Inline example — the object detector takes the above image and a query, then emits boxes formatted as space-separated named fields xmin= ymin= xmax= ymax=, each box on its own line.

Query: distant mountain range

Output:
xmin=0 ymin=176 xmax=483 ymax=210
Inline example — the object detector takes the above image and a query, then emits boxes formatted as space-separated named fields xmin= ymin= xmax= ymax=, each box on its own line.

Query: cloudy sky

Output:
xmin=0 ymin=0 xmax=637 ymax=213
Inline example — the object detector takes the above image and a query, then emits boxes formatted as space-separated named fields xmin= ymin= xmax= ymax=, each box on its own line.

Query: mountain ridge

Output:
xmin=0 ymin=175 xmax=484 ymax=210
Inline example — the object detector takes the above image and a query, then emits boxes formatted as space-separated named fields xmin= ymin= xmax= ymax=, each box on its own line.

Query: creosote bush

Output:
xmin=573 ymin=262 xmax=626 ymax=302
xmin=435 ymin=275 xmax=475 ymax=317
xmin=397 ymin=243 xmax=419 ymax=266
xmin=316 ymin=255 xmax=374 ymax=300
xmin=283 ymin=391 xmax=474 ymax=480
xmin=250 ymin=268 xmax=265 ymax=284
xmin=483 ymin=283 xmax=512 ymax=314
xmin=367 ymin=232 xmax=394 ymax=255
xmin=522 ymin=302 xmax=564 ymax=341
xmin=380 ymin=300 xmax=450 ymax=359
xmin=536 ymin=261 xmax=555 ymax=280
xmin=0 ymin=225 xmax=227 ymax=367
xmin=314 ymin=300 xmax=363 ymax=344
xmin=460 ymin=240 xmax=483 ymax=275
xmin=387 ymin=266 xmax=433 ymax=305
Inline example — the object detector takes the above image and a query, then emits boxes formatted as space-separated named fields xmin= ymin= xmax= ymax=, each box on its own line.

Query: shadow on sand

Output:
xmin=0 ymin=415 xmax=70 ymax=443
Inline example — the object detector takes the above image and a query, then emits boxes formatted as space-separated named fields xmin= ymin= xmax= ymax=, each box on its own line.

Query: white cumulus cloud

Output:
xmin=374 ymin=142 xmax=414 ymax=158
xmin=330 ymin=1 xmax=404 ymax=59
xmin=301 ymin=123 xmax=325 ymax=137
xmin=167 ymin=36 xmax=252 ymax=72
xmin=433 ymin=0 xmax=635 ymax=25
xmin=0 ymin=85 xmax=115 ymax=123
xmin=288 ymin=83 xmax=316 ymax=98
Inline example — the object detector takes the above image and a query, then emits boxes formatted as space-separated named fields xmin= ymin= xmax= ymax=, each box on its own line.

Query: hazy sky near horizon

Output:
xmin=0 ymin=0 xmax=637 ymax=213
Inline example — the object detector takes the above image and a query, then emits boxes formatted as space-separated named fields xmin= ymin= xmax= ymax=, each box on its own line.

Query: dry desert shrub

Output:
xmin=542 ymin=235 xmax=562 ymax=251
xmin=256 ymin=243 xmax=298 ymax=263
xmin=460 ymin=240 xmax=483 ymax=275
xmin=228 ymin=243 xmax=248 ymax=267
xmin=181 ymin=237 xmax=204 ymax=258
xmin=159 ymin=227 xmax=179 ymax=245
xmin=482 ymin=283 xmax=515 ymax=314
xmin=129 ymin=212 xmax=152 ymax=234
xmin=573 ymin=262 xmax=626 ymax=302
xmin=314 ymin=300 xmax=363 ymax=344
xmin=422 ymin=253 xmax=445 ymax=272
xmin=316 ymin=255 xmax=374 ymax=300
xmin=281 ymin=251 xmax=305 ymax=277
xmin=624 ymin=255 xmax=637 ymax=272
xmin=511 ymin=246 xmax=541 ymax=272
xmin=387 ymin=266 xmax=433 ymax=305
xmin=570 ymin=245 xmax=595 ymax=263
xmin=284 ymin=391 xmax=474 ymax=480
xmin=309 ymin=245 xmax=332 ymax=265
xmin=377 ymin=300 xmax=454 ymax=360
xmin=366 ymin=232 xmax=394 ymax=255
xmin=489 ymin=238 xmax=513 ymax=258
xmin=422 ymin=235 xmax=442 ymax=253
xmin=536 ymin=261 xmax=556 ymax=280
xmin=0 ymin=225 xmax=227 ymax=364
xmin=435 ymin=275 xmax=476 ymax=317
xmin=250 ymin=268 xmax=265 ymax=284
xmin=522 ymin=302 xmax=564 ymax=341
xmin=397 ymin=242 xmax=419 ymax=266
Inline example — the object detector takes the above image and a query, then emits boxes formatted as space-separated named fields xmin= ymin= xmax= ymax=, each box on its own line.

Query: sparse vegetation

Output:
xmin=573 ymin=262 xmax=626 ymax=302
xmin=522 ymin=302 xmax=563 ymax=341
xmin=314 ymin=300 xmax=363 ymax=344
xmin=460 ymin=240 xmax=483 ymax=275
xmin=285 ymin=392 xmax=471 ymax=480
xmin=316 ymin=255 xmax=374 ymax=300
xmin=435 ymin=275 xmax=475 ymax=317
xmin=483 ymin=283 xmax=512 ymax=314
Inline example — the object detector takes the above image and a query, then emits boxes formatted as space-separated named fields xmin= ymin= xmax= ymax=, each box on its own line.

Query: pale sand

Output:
┄┄┄┄┄┄
Render the stretch from the start of the records through the line containing "xmin=0 ymin=175 xmax=484 ymax=210" as a Markdown table with the columns Row and Line, leaving out blank lines.

| Row | Line |
|---|---|
| 1 | Inline example — the object detector takes the above image and a query, then emits boxes formatted as space-separated named fields xmin= ymin= xmax= ymax=, each box on its own line. |
| 2 | Query: distant mountain range |
| 3 | Output: |
| 4 | xmin=0 ymin=176 xmax=483 ymax=210 |
| 5 | Inline example — the object detector takes the above image and a query, then emits boxes formatted as space-separated named fields xmin= ymin= xmax= ymax=, each box on its own line. |
| 6 | Query: cloudy sky |
| 7 | Output: |
| 8 | xmin=0 ymin=0 xmax=637 ymax=213 |
| 9 | Inline example — the object detector takes the above image and a query, then emits boxes formatted as space-separated named fields xmin= ymin= xmax= ymax=, each box on its own line. |
| 10 | Query: mountain ridge |
| 11 | Output: |
| 12 | xmin=0 ymin=175 xmax=484 ymax=210 |